Task input
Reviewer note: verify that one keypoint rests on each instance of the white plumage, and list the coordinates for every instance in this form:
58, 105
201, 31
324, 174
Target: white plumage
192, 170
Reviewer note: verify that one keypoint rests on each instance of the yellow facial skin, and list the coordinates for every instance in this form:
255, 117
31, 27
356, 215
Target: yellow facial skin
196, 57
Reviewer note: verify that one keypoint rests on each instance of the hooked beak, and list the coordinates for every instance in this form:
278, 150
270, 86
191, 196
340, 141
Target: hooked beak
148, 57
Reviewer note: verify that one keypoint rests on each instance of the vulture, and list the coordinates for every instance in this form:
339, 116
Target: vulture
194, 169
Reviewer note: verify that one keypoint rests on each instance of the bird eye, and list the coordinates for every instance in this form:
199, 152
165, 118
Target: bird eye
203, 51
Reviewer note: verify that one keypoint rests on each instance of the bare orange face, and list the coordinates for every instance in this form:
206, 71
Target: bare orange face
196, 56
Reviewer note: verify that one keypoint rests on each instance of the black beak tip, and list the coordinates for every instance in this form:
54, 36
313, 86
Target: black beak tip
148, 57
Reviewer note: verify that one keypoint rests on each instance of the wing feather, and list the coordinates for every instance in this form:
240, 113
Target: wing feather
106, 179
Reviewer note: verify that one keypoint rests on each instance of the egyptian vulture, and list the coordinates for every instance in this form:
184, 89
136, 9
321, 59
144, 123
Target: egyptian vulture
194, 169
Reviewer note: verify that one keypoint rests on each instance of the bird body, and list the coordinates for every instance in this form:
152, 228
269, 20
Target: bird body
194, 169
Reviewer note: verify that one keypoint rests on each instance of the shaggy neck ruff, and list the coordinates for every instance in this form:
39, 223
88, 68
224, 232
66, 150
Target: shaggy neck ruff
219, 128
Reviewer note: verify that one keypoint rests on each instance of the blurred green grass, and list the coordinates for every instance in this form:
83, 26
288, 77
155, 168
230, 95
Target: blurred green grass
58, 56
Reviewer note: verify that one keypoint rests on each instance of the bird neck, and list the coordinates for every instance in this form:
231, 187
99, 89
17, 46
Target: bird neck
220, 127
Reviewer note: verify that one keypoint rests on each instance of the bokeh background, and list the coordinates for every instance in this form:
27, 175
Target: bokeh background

How to complete this task
Only the lines from the one with "Target: blurred green grass" to the end of the entries above belong in your answer. Retype them exactly.

Written answer
Target: blurred green grass
58, 56
Reviewer note: verify that one keypoint rests on each instance of the bird neck, and list the coordinates for every instance in this form:
231, 187
99, 89
17, 46
Target: bird neck
220, 127
Reviewer note: verify that one keypoint rests on each instance of the bokeh background, and list the coordinates for every instance in this form:
27, 175
Target: bokeh background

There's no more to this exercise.